Page excerpt
┌────────
Security Pitfalls, Best Practices 201

  1. Block 1 has basic ERC20 checks - link
  2. Fees taken out from transfers, and interest generated added to transfers result in token deflation and inflation respectively. See if app logic considers these in its accounting logic.
  3. Block 2 - first 7 min, peculiar token standards with different flavours of features like black/whitelisting, censorship etc
  4. Guarded launch can be applied to: asset limits, asset types, user limits, usage limits (tx size/volume, daily/rate limit), composability limits, escrow (high value txns and pass/revert them via timelock/gov. Remove them later on), circuit breaker (pause/unpause, later remove), emergency shutdown (when circuit breaking doesn’t help, remove later to unguard)
  5. System specs (design): requirements ⇒ design ⇒ detailed specs (why and how) ⇒ evaluate
  6. System docs (actual impl): what and how. assets/actors/actions, trust/threat model. specify ⇒ implement ⇒ document ⇒ evaluate
  7. Fn parameters: input validation. Fn args: order and type at call sites should match fn params
  8. Ensure fn return values are checked and used
  9. Fn timeliness, repetitiveness, order
  10. (Asset) Access Control Spec: assets/actors/actions, who/what/why/when/how-much, trust/threat mode & assumptions, specify ⇒ implement ⇒ enforce ⇒ evaluate
  11. Comments: should include rationale, assumptions
  12. Testing: unit/functional/integration/regression(tests for code changes, revisions)/E2E. Smoke(overall func)/stress(extreme cases)/perf/security
  13. Check if initialisation of imp contract vars (fns and state vars) is done correctly
  14. Ensure cleanup of old state is done neatly.
  15. Audit logging: emitting events for critical changes in system
  16. Cryptography: keys, accounts, hashes, signs, randomness. Also ECDSA, keccak-256, BLS, RANDAO, VDF, ZK
  17. Any behaviour not defined in specs: undefined behaviour
  18. Challenge constancy assumptions of constant values
  19. Freshness: txn nonce, oracle price
  20. Challenge incentive, privacy assumptions
  21. Forks: context, assumptions, bugs, fixes

Saltzer and Schroeder’s 10 Secure Design Principles:

  1. Least possible privilege to one and all.
  2. Privilege separation: multi-sig vs EOA
  3. Least Common Mechanism: reduce as many common points of failure (between multiple actors) as possible
  4. Fail-safe Defaults: start the system with fail-safe default valued params, then open it up to more values later. Eg: guarded launch
  5. Complete Mediation: enforce access control to ALL assets/actors/actions along ALL paths, at ALL times
  6. Economy of Mechanism: KISS principle for system design
  7. Open Design: system design should not be secret
  8. Psychological Acceptability: all security practices, system design should lead to cozy UI/UX for ease of human use and so they can apply protection mechanisms easily, with minimal risk
  9. Work Factor: cost of circumventing the mechanism vs resources of potential attack. Resources are high coz of high potential rewards and cost of circumventing is low in web3
  10. Compromise Recording: high alert systems to mitigate attack damages. Incident response plans, constant contracts monitoring

Audit Characteristics

  1. Types: New/Repeat, Fix - review of fixes from past audit, Retainer - continuous audit, Incident - exploit review/fix
  2. Pre-requisites: clear scope, repository, team, specification, documentation, threat model, prior reviews, timeline/effort/cost, engagement mode, point of contact
  3. Bugs classification (ToB style): access control, auditing/logging, authentication, configuration, cryptography, data exposure (unintended exposure of data), data validation, DoS, error reporting, patching, session mgmt (identification of authenticated users), timing
  4. Process: read spec/docs ⇒ fast tools ⇒ manual analysis ⇒ slow/deep tools ⇒ discuss findings (with fellow auditors) ⇒ convey status ⇒ iterate ⇒ write report ⇒ deliver report ⇒ evaluate fixes
    1. Read spec/docs: specs - why?, docs - how?
└────────
Dataset records
┌────────
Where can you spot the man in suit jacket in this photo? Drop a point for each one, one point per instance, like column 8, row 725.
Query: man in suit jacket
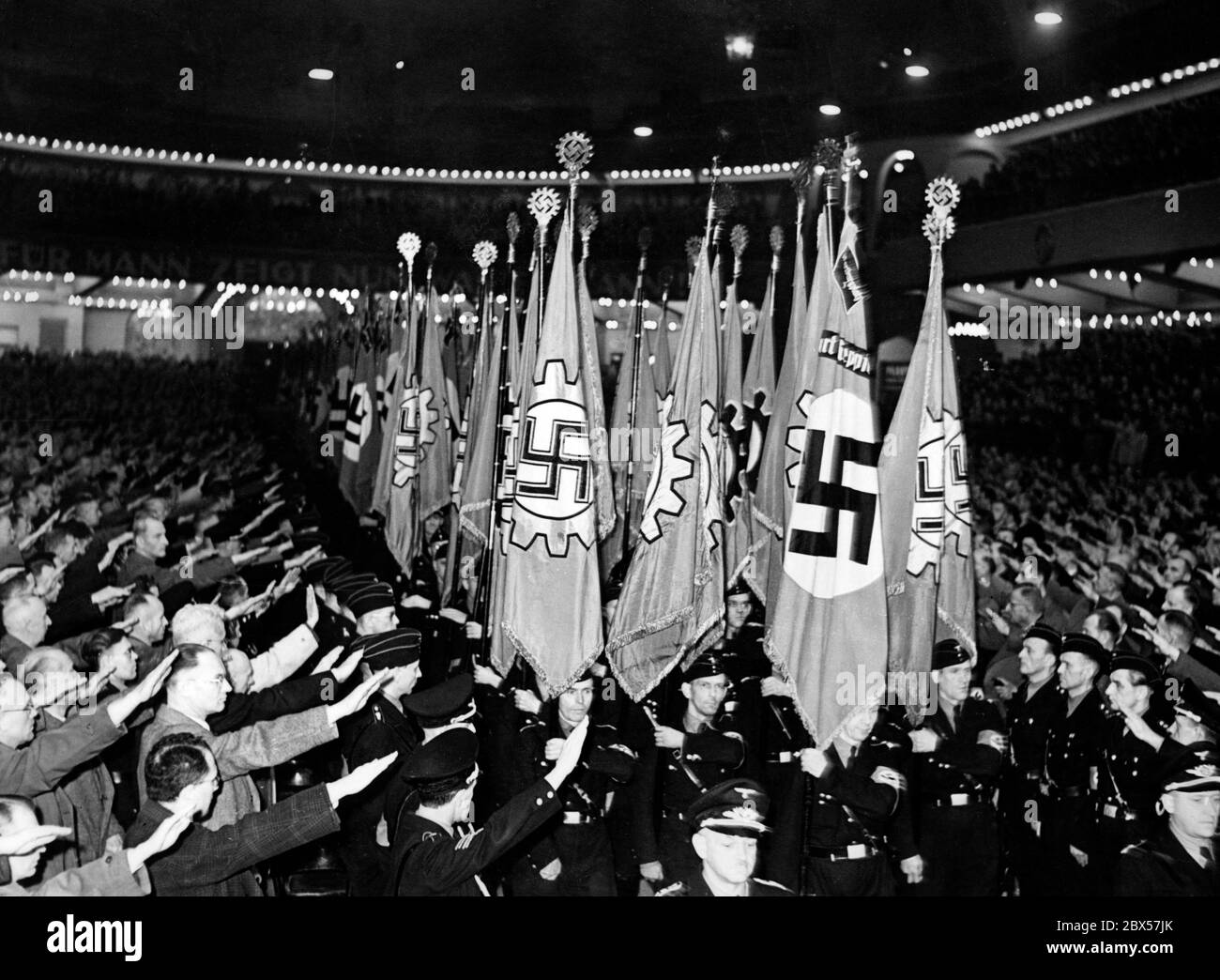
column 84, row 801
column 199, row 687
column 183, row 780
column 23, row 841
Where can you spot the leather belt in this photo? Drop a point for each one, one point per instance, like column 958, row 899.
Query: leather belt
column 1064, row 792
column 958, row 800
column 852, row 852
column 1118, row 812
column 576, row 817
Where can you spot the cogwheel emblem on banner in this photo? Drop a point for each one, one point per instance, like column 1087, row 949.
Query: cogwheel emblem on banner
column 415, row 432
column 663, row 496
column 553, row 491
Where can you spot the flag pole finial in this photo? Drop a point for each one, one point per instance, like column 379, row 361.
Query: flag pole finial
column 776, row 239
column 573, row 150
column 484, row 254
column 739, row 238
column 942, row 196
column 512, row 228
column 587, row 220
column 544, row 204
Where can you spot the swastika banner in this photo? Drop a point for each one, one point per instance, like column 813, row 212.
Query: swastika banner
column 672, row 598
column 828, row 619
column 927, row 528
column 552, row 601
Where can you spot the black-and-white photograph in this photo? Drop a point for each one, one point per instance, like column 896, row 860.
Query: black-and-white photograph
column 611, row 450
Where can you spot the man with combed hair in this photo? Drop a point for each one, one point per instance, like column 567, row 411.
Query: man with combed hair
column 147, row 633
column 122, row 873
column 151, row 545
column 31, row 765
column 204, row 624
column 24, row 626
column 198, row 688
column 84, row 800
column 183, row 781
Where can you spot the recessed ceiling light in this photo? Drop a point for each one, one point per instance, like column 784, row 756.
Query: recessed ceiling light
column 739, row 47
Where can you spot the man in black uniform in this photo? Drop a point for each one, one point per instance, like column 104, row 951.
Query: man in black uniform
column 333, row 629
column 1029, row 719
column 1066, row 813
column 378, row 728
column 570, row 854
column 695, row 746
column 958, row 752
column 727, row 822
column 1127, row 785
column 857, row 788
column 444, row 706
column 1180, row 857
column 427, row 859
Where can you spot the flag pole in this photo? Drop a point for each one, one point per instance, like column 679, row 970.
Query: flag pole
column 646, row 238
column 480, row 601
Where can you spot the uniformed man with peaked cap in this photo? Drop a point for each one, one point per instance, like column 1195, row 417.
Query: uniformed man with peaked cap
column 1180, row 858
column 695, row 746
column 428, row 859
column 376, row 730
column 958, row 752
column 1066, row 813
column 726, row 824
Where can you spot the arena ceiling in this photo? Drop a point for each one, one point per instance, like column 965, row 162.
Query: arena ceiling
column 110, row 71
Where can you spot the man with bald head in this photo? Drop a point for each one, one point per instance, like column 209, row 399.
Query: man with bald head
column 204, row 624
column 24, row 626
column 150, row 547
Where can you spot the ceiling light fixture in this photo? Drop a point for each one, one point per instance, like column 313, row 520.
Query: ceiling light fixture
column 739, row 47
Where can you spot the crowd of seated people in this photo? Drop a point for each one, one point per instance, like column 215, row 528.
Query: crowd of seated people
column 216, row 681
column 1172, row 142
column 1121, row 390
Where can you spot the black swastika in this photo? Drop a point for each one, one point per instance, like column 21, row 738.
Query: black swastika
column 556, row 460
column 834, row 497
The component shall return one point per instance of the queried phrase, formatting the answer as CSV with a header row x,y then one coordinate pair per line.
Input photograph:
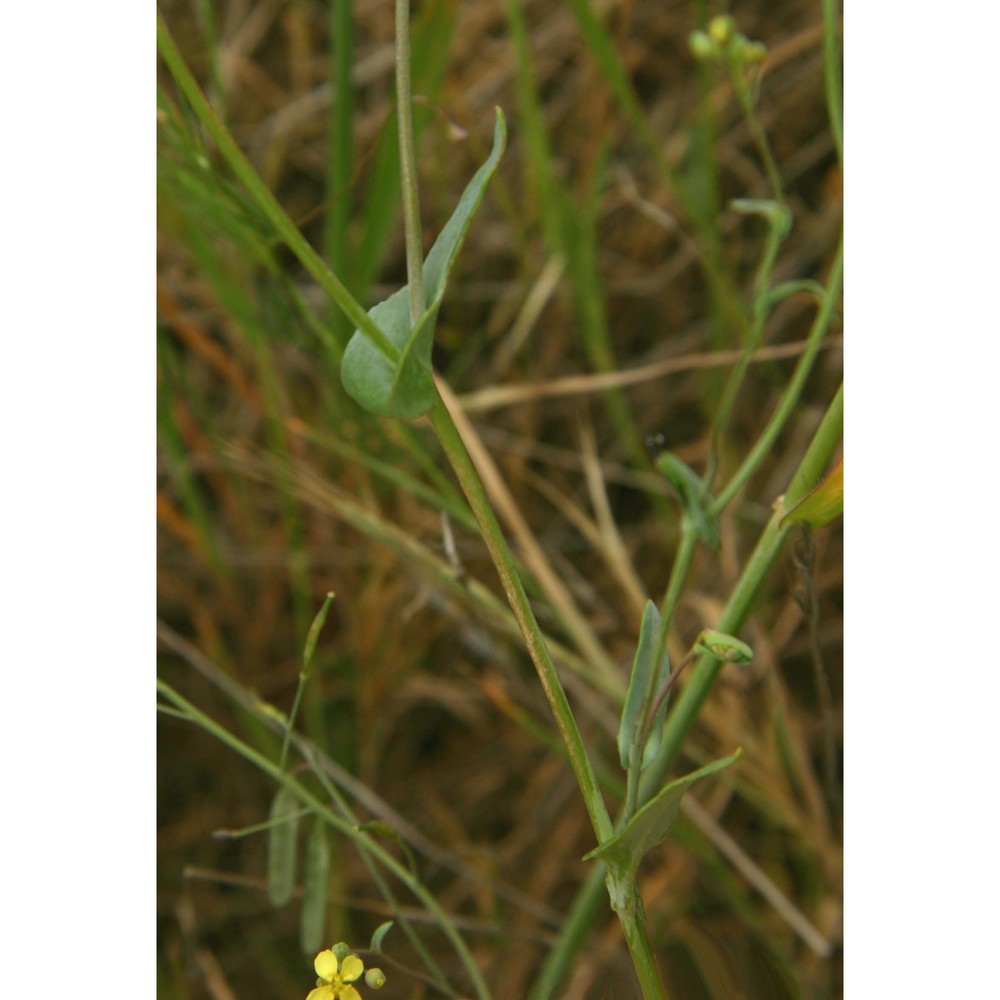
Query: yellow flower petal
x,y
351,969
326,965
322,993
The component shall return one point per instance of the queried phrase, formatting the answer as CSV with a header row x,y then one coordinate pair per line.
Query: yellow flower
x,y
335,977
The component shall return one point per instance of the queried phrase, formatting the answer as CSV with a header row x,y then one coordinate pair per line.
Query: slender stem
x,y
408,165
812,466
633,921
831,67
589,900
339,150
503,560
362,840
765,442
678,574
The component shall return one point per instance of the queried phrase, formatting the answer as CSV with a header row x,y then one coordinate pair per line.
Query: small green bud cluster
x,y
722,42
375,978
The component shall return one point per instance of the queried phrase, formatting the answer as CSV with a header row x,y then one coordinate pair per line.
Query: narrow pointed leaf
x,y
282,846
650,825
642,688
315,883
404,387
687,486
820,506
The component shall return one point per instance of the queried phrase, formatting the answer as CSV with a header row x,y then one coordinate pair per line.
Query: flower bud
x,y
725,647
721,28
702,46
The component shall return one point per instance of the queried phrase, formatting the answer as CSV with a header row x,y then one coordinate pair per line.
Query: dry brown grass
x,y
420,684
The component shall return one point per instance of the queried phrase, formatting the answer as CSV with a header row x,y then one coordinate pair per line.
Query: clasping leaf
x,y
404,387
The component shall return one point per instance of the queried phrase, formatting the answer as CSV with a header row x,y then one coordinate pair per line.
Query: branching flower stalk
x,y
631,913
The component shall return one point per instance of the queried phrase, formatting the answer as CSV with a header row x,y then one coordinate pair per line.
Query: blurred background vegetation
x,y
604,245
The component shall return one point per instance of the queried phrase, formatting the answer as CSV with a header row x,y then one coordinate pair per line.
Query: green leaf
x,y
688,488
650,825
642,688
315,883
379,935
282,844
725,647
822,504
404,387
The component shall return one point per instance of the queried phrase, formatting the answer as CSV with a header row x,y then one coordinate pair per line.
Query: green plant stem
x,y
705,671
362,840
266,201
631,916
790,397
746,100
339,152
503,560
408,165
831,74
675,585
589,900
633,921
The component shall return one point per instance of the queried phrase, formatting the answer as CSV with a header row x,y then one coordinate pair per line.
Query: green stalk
└────────
Work to complete
**1)** Write out the security notes from "15. Audit logging: emitting" up to and including "one and all.".
**2)** Check each statement against the security notes and answer yes or no, quoting the deciding words: (a) The security notes say that under Open Design, system design should not be secret. (b) The security notes describe a Retainer audit as a review of fixes from a past audit. (c) The security notes contrast multi-sig with EOA under Privilege separation.
**3)** Extend the security notes, picking up after their final line.

Exercise responses
**1)**
15. Audit logging: emitting events for critical changes in system
  16. Cryptography: keys, accounts, hashes, signs, randomness. Also ECDSA, keccak-256, BLS, RANDAO, VDF, ZK
  17. Any behaviour not defined in specs: undefined behaviour
  18. Challenge constancy assumptions of constant values
  19. Freshness: txn nonce, oracle price
  20. Challenge incentive, privacy assumptions
  21. Forks: context, assumptions, bugs, fixes

Saltzer and Schroeder’s 10 Secure Design Principles:

  1. Least possible privilege to one and all.

**2)**
(a) Yes: "Open Design: system design should not be secret"
(b) No: "Retainer - continuous audit"
(c) Yes: "Privilege separation: multi-sig vs EOA"

**3)**
    2. Fast tools: for common pitfalls/best practices, MIGHT have false positives and negatives eg: slither, maru
    3. Manual analysis: most critical aspect. Manually compare spec with impl
    4. Access control: correct, complete, consistent access of actors over assets/contracts
    5. Asset Flow: who/when/which/why/where/what type/how much
    6. Control Flow: execution order
    7. Data Flow: intra and inter procedural data flow
    8. Inferring constraints: both solidity/EVM level and business/app logic level. With no spec/doc, constraints can be inferred from maximally occurring paths
    9. Dependencies: external code/data. Libraries/protocols/oracles, composability
    10. Assumptions: identify and verify them
    11. Checklists: ‘experts needs checklists’. Maintain one to avoid missed vulns
    12. Exploit scenarios: PoC with code/description.
    13. Likelihood: probability/difficulty, Impact: magnitude of implications, Severity: Likelihood + Impact
  5. Slow/Deep tools: formal verification/symbolic/fuzzing. False positives smtms challenging to evaluate, BUT true positives are as good as missed by best manual analysis. Eg: Echidna, MythX

Audit Analysis Techniques

  1. Specification (manual): assets/actors/actions, who/what/why/how
  2. Documentation: implementation details
  3. Testing: unit/functional/integration/e2e/smoke
  4. Static Analysis: technique to analyse program properties, without executing it. eg slither, maru (from CD)
  5. Fuzzing: automated software testing using invalid, unexpected, random inputs. eg echidna, harvey (from CD)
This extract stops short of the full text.